▶ **WHAT IS BEING ASKED**
Answer with a single number: the count of lines below that hold "dirt".

▶ **PROVIDED ENTRIES**

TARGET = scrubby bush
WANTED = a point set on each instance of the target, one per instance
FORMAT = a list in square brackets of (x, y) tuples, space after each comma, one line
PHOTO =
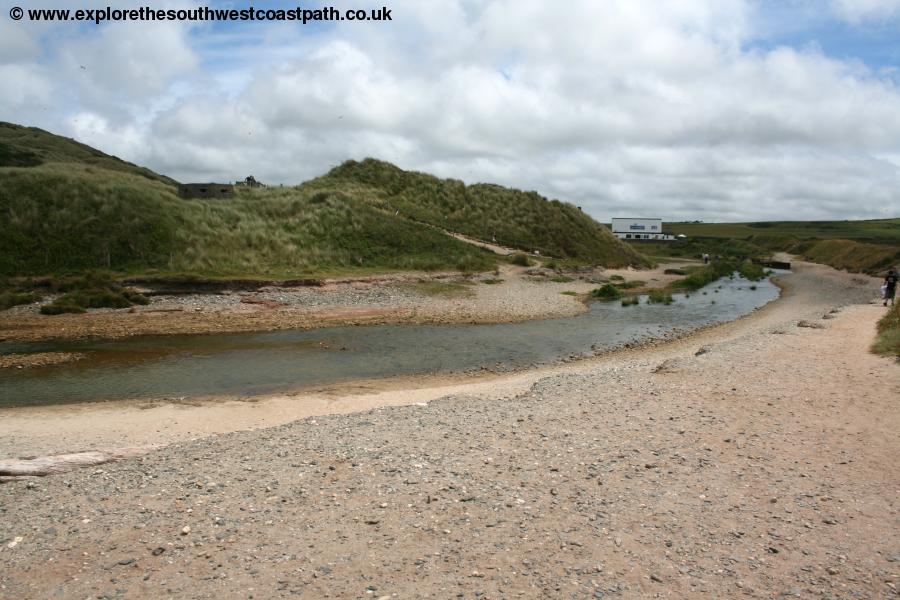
[(606, 292), (520, 259), (92, 290), (630, 285), (659, 297), (10, 299)]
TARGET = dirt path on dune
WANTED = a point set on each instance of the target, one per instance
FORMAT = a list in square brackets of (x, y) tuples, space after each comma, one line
[(753, 460)]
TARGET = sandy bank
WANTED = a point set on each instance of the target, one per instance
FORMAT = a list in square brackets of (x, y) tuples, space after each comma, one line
[(520, 296), (762, 467)]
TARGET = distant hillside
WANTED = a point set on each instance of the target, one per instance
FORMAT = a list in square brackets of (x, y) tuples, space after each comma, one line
[(879, 231), (862, 246), (524, 220), (29, 147), (65, 207)]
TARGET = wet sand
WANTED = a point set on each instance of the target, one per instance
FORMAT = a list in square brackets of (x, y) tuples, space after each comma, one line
[(755, 459)]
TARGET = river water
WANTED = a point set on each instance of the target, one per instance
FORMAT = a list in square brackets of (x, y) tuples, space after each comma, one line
[(259, 363)]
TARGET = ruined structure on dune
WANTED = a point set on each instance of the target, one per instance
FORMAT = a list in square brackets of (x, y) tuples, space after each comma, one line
[(206, 190), (250, 181), (216, 190)]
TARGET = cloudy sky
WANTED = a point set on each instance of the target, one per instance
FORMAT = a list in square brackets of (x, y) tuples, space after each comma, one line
[(720, 110)]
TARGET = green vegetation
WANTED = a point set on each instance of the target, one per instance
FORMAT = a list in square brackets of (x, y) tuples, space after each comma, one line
[(524, 220), (702, 276), (14, 298), (67, 208), (879, 231), (31, 147), (859, 246), (70, 218), (751, 271), (520, 259), (699, 277), (694, 248), (658, 296), (888, 340), (630, 285), (94, 290), (851, 256), (607, 292), (439, 288)]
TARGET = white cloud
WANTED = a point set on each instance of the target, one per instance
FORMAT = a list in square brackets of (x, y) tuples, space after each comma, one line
[(654, 107)]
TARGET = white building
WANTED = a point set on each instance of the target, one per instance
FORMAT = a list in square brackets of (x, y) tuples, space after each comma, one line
[(640, 229)]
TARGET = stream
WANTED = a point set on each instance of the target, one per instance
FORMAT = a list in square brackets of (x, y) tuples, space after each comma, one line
[(256, 363)]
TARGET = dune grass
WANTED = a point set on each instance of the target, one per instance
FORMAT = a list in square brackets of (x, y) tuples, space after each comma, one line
[(70, 218), (888, 340), (524, 220), (607, 291), (658, 296)]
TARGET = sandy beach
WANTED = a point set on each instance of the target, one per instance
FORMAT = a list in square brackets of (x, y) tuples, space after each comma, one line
[(512, 294), (754, 459)]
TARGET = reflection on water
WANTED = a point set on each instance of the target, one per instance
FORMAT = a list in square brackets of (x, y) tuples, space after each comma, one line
[(257, 363)]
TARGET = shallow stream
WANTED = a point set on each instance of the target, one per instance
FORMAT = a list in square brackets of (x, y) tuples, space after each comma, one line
[(249, 364)]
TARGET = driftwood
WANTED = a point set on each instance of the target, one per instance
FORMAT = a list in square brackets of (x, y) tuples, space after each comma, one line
[(19, 468)]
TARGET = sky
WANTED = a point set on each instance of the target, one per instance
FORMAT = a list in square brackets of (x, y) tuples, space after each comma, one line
[(713, 110)]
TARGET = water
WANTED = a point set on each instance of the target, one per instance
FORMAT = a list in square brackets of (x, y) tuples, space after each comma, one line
[(258, 363)]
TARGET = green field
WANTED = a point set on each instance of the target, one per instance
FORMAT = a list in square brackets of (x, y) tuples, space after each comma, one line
[(860, 246), (881, 231), (67, 208)]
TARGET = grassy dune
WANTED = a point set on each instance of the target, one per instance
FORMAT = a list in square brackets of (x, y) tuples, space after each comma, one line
[(66, 218), (524, 220), (66, 208), (29, 147)]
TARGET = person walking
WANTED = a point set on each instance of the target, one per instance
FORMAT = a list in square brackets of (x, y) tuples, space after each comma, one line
[(890, 287)]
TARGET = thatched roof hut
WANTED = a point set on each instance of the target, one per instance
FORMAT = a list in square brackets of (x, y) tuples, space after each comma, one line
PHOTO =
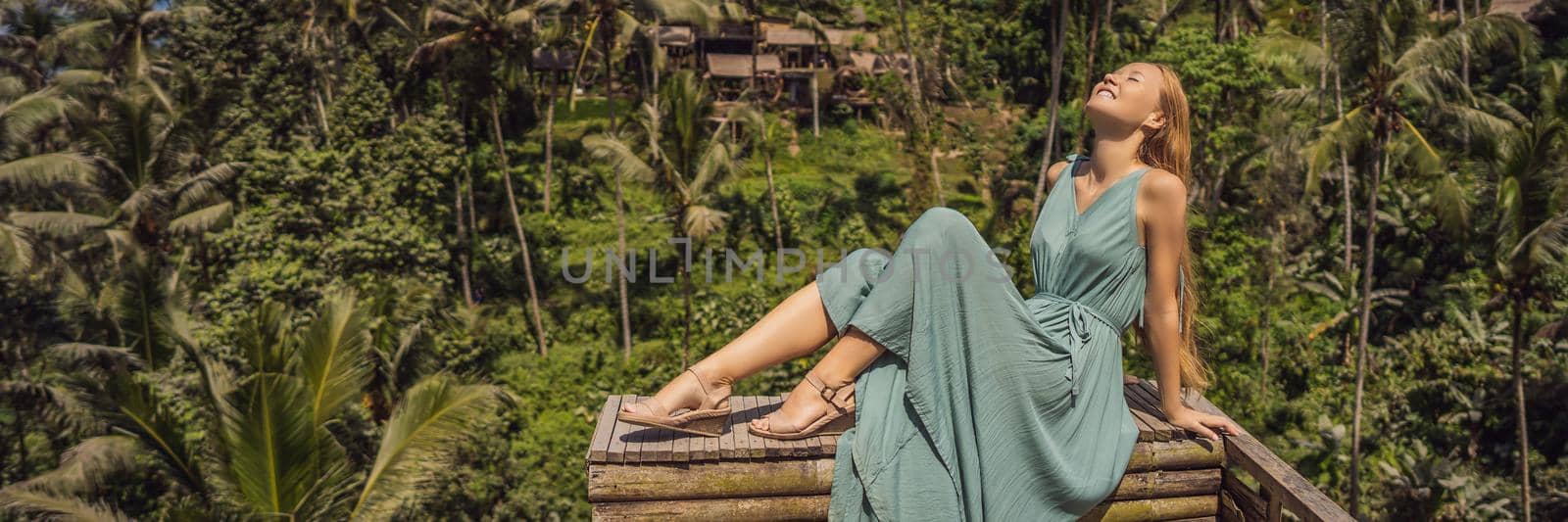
[(546, 59), (851, 38), (739, 67), (789, 36)]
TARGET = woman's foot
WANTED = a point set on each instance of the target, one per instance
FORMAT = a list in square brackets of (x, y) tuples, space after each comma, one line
[(807, 404), (694, 389)]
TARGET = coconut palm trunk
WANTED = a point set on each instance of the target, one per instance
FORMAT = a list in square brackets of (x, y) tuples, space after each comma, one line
[(1055, 104), (619, 196), (1520, 341), (549, 143), (516, 224), (1366, 321), (773, 203)]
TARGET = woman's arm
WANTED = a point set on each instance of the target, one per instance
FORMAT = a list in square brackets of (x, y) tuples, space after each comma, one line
[(1164, 223)]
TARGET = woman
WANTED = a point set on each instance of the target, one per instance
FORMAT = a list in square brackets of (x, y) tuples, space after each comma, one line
[(968, 400)]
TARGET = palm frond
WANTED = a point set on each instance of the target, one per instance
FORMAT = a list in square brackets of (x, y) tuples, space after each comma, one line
[(1294, 52), (25, 115), (703, 221), (1450, 203), (1345, 133), (18, 251), (55, 506), (47, 169), (59, 223), (419, 441), (1542, 247), (271, 444), (98, 357), (623, 161), (204, 185), (86, 466), (135, 409), (203, 219), (333, 356)]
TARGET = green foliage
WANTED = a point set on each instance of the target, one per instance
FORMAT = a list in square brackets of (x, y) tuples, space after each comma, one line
[(170, 192)]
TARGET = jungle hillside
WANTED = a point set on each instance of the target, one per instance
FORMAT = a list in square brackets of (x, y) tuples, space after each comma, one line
[(352, 259)]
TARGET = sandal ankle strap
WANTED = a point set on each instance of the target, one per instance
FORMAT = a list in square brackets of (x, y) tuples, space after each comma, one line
[(839, 397), (706, 396)]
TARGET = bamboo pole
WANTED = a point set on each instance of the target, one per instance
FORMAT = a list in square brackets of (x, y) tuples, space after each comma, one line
[(1192, 472)]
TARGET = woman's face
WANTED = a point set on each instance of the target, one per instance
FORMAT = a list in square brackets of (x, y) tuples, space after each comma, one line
[(1128, 98)]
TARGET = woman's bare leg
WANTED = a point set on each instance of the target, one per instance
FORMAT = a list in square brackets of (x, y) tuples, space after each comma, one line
[(841, 365), (792, 329)]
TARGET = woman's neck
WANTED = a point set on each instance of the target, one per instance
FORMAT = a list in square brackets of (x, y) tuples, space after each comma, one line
[(1113, 156)]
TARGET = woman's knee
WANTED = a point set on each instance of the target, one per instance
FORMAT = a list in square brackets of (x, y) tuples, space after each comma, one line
[(943, 221)]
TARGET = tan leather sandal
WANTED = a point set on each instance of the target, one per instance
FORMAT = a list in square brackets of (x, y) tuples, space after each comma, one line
[(708, 419), (838, 419)]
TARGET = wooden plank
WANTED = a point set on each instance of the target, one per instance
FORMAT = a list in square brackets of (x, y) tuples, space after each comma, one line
[(755, 446), (710, 447), (1141, 417), (661, 444), (809, 477), (799, 446), (1176, 454), (1154, 508), (1246, 500), (1270, 506), (1228, 509), (1159, 485), (726, 441), (755, 508), (635, 436), (815, 508), (1150, 404), (600, 446), (773, 447), (710, 480), (681, 447), (619, 438), (1251, 454), (1150, 392)]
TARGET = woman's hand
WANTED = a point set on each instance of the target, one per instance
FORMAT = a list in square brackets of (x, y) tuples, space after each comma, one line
[(1201, 423)]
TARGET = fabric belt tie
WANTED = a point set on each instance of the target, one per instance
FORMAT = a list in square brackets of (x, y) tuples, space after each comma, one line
[(1079, 317)]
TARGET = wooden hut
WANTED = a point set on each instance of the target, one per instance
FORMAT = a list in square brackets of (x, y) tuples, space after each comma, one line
[(733, 74), (655, 474), (796, 47), (679, 44)]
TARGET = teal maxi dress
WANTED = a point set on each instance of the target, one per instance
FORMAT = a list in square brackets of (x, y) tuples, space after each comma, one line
[(988, 404)]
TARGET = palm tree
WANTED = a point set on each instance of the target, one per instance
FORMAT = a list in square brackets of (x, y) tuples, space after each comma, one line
[(682, 161), (604, 15), (1400, 68), (767, 135), (138, 184), (491, 28), (1533, 237), (117, 35), (270, 451), (1057, 43)]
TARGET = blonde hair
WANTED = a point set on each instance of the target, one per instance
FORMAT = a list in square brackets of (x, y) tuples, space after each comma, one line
[(1170, 148)]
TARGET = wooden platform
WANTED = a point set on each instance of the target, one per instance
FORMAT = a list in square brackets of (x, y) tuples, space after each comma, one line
[(647, 474)]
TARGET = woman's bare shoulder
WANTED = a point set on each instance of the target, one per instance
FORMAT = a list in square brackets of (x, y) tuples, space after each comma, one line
[(1162, 187), (1054, 171)]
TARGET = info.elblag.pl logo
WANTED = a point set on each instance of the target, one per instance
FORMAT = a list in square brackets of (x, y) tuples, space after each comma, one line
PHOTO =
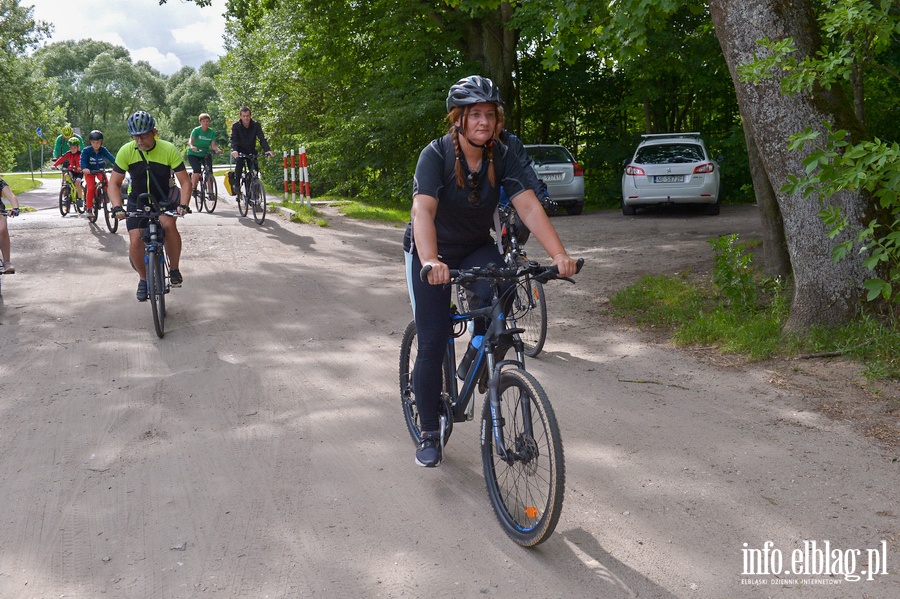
[(815, 563)]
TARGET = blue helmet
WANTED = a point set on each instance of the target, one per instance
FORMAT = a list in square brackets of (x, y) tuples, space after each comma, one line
[(140, 122)]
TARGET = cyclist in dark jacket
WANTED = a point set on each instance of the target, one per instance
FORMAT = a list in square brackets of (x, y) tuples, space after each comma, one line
[(244, 134), (456, 190)]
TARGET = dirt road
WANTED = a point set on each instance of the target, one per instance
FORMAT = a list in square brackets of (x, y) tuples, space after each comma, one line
[(258, 450)]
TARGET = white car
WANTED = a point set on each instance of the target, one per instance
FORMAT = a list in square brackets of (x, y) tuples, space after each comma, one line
[(564, 177), (670, 168)]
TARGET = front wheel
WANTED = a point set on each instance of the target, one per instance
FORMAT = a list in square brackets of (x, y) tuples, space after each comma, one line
[(243, 200), (530, 310), (409, 350), (112, 223), (156, 292), (64, 201), (198, 196), (525, 477), (94, 212), (258, 196), (212, 194)]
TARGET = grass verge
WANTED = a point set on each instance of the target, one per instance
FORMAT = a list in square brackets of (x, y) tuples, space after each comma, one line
[(742, 314)]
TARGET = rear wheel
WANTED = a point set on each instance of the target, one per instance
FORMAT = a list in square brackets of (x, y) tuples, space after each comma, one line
[(530, 311), (79, 204), (64, 202), (112, 223), (198, 196), (243, 200), (258, 195), (212, 193), (408, 352), (157, 292), (94, 212), (526, 478)]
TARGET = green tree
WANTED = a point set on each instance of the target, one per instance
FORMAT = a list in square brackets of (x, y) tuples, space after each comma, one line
[(99, 86), (192, 95), (23, 107)]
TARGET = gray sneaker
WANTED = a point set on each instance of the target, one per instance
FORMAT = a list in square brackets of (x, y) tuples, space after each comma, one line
[(428, 454), (142, 294)]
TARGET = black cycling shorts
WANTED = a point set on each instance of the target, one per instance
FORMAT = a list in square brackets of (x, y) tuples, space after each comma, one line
[(132, 223)]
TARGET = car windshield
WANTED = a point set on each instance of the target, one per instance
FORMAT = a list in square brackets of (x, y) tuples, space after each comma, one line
[(669, 154), (545, 154)]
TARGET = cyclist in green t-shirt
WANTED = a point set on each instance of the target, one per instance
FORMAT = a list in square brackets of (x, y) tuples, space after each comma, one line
[(203, 141), (150, 162), (62, 141)]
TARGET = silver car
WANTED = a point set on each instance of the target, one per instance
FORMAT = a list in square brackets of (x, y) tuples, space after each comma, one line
[(564, 177), (670, 168)]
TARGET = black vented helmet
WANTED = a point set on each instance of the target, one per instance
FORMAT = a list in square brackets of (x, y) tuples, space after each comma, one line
[(140, 122), (472, 90)]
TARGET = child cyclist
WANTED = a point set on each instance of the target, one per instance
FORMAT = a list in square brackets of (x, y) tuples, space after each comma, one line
[(93, 164), (73, 157)]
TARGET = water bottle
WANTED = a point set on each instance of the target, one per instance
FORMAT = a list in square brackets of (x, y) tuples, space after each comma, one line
[(474, 344)]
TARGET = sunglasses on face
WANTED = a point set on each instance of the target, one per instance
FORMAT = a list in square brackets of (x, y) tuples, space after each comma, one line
[(472, 181)]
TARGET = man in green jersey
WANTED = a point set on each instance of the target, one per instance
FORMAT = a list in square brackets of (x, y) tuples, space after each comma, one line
[(62, 141), (150, 162), (203, 140)]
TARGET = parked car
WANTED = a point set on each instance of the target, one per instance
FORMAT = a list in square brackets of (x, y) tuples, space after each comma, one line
[(671, 168), (564, 177)]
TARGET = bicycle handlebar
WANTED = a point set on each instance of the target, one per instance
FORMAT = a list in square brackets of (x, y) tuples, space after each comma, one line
[(492, 271), (152, 210)]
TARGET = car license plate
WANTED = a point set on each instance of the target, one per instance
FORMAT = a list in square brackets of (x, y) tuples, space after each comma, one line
[(668, 178)]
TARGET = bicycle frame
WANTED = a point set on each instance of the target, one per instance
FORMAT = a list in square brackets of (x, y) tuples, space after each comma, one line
[(251, 170), (497, 336)]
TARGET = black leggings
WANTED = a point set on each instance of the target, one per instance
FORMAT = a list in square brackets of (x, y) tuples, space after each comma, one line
[(432, 312)]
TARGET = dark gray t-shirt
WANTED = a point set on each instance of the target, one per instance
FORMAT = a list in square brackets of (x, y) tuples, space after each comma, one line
[(457, 222)]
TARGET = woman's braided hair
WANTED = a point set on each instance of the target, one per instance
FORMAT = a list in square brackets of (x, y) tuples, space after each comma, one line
[(470, 90), (460, 114)]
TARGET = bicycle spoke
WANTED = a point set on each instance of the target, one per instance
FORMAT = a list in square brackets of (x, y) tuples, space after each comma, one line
[(525, 477)]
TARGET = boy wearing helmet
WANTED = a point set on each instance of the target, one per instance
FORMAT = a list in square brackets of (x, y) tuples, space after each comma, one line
[(72, 161), (150, 162), (62, 141), (93, 164), (456, 190)]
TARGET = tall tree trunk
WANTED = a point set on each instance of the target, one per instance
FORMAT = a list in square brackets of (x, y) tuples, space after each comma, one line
[(492, 44), (824, 292), (776, 258)]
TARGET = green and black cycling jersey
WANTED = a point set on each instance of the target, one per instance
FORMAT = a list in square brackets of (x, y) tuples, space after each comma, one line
[(160, 163)]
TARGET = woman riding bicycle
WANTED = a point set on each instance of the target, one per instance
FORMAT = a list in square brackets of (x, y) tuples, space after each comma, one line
[(455, 194)]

▶ **FINISHED EXERCISE**
2